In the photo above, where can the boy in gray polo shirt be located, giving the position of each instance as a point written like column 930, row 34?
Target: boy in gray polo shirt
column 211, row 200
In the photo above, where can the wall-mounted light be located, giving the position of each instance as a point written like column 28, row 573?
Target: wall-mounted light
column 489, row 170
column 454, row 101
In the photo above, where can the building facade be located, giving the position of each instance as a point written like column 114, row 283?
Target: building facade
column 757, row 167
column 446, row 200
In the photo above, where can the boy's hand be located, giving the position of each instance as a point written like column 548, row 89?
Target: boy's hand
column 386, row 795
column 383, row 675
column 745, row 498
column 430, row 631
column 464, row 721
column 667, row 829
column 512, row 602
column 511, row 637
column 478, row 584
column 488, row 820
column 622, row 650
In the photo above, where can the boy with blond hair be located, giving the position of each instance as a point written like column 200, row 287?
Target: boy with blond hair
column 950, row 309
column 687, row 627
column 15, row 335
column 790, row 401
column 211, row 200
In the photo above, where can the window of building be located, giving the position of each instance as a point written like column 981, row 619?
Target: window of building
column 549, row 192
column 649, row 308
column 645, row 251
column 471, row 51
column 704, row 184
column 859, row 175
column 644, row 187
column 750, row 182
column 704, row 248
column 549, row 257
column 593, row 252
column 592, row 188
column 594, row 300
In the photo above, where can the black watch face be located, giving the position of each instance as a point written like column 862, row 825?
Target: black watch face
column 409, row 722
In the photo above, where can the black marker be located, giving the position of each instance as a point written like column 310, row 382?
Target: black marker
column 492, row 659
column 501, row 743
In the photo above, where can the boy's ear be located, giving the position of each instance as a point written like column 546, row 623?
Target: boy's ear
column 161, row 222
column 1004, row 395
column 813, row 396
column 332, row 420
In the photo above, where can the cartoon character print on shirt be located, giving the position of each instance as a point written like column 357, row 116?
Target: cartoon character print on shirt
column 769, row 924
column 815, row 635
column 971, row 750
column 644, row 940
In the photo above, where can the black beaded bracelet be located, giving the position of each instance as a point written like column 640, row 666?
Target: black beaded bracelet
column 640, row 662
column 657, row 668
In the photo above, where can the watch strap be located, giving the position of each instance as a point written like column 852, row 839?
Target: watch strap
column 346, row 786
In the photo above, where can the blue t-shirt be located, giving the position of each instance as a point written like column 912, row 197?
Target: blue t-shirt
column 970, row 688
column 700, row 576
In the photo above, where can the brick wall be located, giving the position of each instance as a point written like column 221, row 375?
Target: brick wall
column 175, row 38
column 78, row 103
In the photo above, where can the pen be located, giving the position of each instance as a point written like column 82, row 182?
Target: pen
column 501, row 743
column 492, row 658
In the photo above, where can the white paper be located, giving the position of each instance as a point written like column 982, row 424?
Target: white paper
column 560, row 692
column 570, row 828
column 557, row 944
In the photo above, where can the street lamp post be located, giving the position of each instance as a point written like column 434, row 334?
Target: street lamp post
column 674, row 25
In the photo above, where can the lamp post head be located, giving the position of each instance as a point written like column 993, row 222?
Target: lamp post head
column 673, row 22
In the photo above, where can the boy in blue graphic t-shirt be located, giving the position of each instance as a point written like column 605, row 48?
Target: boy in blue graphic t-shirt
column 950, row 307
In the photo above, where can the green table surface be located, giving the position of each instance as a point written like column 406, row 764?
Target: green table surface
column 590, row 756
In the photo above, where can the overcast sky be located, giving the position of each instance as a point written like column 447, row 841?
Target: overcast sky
#####
[Problem statement] Copy the records above line for line, without any changes.

[Exercise result]
In the photo above, where can the boy in gray polo shirt be located, giving the position of each instance as a point written like column 930, row 34?
Target: boy in gray polo shirt
column 211, row 200
In the photo above, where can the wall-mounted light be located, giving the position of each instance as a point written like column 28, row 573?
Target: wall-mounted light
column 489, row 170
column 454, row 101
In the photo above, where can the building facade be located, giving the position of each instance as a point written like column 114, row 283?
Target: building facade
column 757, row 167
column 446, row 200
In the photo above, where can the boy's hand be located, giving the position of each instance as a point written like column 548, row 89?
Target: boy's hand
column 386, row 795
column 383, row 675
column 745, row 498
column 430, row 631
column 464, row 721
column 667, row 829
column 512, row 602
column 511, row 637
column 478, row 584
column 488, row 820
column 622, row 650
In the photo above, where can the boy with blond hair be located, giving the position of each instance as a point written like column 200, row 287?
Target: boy with blond hair
column 950, row 309
column 687, row 627
column 15, row 335
column 790, row 401
column 211, row 200
In the photo above, where can the window of building be located, giving the position of each instance as a point written like column 981, row 619?
Target: window of building
column 549, row 192
column 649, row 308
column 645, row 251
column 471, row 51
column 704, row 184
column 859, row 175
column 644, row 187
column 750, row 182
column 704, row 248
column 549, row 257
column 593, row 252
column 592, row 188
column 594, row 300
In the photo above, where can the black watch face be located, giving the position of each instance as a point written like column 862, row 825?
Target: black watch face
column 409, row 722
In the photo above, where can the black marker be located, giving the position of each instance as a point written like column 310, row 382?
Target: black marker
column 492, row 659
column 501, row 743
In the photo above, where can the boy's ear be located, giving the position of each instance as a point written like column 546, row 623?
Target: boy's ear
column 161, row 222
column 1004, row 395
column 813, row 396
column 332, row 420
In the photo above, where can the cartoon character print on shirt be located, giving the position of each instance as a point written like column 357, row 116?
Target: cartoon character print on shirt
column 769, row 924
column 815, row 635
column 971, row 750
column 644, row 940
In the photo above, where can the black beaded bracelet be located, giving the position of each instance as a point written like column 640, row 666?
Target: black beaded bracelet
column 640, row 662
column 657, row 668
In the photo above, where can the watch strap be located, giving the position of each instance as a point written like column 852, row 839?
Target: watch strap
column 346, row 786
In the photo above, where can the blue t-shirt be located, giving the position of each instance as a point written like column 912, row 197?
Target: blue t-shirt
column 970, row 688
column 700, row 576
In the photo above, where can the brick wall be located, giving the position of each instance as a point written like column 221, row 375?
Target: brick wall
column 175, row 38
column 78, row 103
In the photo above, where can the pen be located, giving the position of each instance as a point written like column 82, row 182?
Target: pen
column 501, row 743
column 492, row 658
In the photo above, where can the white paper be located, giving the position of each instance as a point written like column 982, row 424?
Target: white paper
column 560, row 692
column 570, row 828
column 557, row 944
In the photo above, where can the street lamp post be located, giving the position of each instance as a point written like column 434, row 334?
Target: street lamp post
column 674, row 25
In the photo above, where can the lamp post head be located, giving the position of each instance as a point written like column 993, row 222?
Target: lamp post head
column 673, row 22
In the photo above, where can the boy in blue graphic t-shirt be located, giving the position of each instance as a point written like column 605, row 48?
Target: boy in blue graphic t-shirt
column 950, row 307
In the photo above, where can the green table surface be located, giving the position of each instance as a point written like column 406, row 764?
Target: green table surface
column 590, row 756
In the photo above, where can the overcast sky be located, giving the position of each instance as a point written like column 447, row 841?
Target: overcast sky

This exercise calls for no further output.